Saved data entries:
================
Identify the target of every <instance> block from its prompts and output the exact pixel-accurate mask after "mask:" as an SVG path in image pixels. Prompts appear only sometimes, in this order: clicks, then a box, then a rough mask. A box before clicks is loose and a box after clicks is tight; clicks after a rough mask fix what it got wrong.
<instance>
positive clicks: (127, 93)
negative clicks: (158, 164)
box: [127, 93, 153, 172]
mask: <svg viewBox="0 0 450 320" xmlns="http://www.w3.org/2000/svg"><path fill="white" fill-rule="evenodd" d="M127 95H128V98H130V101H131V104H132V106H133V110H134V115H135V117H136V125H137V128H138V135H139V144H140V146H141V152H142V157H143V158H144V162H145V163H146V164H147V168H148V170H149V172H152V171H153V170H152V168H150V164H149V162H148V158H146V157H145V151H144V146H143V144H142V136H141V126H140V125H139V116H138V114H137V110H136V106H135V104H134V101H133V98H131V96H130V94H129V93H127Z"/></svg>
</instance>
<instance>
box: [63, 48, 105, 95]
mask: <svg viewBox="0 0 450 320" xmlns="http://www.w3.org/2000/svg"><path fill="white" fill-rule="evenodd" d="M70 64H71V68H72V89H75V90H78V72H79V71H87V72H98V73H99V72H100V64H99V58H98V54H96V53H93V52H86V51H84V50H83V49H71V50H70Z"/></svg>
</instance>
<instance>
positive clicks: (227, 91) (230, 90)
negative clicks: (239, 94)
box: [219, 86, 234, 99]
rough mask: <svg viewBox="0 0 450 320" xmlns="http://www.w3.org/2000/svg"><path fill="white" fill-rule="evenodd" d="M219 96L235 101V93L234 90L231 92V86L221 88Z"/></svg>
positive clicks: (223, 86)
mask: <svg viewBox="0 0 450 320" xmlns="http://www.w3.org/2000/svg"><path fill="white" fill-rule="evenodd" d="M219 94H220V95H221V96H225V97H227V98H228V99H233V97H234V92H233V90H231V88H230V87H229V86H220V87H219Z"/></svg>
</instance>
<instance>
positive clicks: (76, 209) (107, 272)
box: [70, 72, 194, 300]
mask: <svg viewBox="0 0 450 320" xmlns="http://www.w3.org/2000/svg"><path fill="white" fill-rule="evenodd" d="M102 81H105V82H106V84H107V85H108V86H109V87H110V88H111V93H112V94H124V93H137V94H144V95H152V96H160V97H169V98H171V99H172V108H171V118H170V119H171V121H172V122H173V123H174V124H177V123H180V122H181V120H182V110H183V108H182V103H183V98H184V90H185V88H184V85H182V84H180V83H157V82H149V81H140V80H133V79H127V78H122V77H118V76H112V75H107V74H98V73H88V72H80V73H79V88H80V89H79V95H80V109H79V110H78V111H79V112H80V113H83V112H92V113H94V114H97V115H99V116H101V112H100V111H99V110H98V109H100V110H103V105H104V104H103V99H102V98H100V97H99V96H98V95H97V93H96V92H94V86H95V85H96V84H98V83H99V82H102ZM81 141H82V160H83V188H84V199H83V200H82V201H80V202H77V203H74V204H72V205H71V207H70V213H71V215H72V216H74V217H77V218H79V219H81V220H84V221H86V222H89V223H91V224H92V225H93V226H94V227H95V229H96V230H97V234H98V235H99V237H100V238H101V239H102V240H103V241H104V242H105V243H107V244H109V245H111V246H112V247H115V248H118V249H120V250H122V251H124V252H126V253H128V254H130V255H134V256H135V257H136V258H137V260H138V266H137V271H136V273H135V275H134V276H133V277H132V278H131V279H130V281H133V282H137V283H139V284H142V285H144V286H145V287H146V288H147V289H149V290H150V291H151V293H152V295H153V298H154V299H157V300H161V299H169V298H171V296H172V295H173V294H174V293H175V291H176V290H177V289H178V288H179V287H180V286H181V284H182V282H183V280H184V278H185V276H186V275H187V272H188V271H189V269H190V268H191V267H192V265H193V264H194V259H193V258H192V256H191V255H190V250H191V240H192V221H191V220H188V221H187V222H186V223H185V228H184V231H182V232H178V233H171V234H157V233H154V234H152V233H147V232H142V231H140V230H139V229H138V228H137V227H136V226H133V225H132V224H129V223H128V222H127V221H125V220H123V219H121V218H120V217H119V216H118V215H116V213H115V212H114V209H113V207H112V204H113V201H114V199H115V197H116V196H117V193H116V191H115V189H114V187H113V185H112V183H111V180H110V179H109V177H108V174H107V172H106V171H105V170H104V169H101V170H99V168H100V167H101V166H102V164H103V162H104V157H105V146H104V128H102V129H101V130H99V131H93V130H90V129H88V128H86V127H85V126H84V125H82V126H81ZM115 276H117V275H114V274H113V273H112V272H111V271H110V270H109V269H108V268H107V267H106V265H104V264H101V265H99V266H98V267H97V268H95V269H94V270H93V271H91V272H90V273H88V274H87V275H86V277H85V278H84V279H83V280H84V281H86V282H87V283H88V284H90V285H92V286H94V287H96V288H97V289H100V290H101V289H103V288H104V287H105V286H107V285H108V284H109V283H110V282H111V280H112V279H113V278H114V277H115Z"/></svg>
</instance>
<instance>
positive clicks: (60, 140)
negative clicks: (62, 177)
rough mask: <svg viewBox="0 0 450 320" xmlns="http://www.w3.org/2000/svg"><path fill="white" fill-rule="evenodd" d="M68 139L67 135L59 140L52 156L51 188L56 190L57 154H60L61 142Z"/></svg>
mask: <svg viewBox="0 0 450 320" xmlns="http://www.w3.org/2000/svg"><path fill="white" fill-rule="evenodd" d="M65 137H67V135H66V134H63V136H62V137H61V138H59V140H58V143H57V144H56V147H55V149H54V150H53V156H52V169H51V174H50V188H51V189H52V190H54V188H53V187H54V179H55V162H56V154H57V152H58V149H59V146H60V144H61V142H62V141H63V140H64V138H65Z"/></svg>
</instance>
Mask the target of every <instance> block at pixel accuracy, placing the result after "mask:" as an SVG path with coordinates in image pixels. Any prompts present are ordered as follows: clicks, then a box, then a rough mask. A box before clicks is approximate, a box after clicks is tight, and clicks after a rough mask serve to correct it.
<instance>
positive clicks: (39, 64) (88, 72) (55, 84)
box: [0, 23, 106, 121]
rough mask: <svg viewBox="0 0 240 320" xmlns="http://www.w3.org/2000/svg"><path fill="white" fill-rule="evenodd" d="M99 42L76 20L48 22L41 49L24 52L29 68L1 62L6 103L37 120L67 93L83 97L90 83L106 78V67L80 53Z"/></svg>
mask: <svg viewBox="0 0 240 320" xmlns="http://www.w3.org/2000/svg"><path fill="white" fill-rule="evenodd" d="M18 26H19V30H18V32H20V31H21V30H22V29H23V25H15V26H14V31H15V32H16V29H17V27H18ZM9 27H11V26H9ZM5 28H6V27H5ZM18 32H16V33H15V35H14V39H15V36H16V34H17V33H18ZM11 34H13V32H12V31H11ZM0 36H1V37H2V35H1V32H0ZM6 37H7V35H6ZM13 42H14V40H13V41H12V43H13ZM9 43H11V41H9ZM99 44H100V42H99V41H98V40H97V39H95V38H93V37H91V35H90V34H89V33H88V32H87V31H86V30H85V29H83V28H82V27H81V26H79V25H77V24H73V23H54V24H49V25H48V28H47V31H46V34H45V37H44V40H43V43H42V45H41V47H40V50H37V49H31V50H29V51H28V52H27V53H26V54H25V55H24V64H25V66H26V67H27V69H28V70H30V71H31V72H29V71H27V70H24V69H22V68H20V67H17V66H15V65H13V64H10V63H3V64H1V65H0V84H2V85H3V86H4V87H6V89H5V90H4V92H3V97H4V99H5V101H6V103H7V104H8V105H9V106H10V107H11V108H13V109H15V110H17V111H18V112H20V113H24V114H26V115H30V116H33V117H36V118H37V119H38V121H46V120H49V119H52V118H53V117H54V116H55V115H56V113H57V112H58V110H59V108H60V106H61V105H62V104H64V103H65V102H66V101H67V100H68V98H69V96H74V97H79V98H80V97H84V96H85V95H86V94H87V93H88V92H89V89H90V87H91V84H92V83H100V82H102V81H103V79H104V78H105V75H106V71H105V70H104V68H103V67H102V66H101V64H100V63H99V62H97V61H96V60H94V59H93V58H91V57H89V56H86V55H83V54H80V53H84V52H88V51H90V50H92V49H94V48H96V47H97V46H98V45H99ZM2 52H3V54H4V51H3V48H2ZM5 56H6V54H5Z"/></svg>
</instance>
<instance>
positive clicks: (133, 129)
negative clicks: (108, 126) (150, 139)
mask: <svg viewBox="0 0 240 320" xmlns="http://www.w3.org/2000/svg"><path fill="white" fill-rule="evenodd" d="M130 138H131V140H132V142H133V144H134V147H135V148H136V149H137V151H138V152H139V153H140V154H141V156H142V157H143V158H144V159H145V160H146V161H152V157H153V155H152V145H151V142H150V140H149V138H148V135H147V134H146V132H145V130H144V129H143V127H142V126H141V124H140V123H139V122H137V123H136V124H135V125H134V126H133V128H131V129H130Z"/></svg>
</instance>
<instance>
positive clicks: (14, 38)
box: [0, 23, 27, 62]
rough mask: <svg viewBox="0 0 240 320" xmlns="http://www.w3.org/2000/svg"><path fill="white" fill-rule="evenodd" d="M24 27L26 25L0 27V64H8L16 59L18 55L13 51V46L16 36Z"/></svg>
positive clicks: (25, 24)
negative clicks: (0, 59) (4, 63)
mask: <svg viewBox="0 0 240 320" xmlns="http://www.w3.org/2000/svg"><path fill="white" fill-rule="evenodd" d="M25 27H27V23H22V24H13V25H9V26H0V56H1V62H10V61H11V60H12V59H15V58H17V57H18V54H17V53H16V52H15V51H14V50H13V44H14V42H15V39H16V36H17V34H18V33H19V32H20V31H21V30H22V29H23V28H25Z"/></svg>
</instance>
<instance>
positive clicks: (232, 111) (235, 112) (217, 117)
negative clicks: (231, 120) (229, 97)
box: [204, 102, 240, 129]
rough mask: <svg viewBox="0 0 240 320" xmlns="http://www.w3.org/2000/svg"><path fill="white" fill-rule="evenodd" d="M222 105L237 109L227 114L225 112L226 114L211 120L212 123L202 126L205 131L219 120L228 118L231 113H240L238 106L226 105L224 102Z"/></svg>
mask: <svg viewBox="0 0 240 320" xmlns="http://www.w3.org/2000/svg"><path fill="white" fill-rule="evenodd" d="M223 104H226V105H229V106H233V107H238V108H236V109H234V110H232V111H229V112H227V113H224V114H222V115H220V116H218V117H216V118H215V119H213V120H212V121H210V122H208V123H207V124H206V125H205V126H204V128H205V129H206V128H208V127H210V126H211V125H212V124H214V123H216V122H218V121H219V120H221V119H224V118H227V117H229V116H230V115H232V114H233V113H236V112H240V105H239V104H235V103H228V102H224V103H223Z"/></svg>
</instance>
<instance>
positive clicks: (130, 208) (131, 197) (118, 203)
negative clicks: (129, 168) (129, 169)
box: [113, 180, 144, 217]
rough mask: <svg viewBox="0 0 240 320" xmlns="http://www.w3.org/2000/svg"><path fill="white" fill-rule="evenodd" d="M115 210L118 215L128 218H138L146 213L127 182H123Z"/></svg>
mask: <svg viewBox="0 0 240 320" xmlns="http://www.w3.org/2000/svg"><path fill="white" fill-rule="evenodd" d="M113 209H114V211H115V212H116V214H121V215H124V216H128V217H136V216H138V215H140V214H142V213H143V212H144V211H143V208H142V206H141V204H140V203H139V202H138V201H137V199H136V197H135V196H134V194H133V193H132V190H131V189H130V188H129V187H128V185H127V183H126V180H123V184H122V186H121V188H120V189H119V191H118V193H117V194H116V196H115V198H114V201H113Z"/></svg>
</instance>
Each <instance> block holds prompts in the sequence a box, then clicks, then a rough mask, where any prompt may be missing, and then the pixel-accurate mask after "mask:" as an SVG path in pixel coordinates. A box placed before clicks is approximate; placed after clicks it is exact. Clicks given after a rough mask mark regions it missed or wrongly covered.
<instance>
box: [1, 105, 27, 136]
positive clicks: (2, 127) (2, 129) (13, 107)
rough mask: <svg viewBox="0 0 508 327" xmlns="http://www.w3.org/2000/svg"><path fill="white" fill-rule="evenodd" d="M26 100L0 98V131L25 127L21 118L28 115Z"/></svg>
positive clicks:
================
◆ **YOUR TASK**:
There is a line above that contains "box: [1, 105, 27, 136]". Copy it and all later lines through the last, exactly, and leave out the rest.

◆ **WRITTEN RESPONSE**:
box: [1, 105, 27, 136]
positive clicks: (2, 127) (2, 129) (13, 107)
rough mask: <svg viewBox="0 0 508 327" xmlns="http://www.w3.org/2000/svg"><path fill="white" fill-rule="evenodd" d="M26 100L0 98V131L25 127L21 118L28 115Z"/></svg>
positive clicks:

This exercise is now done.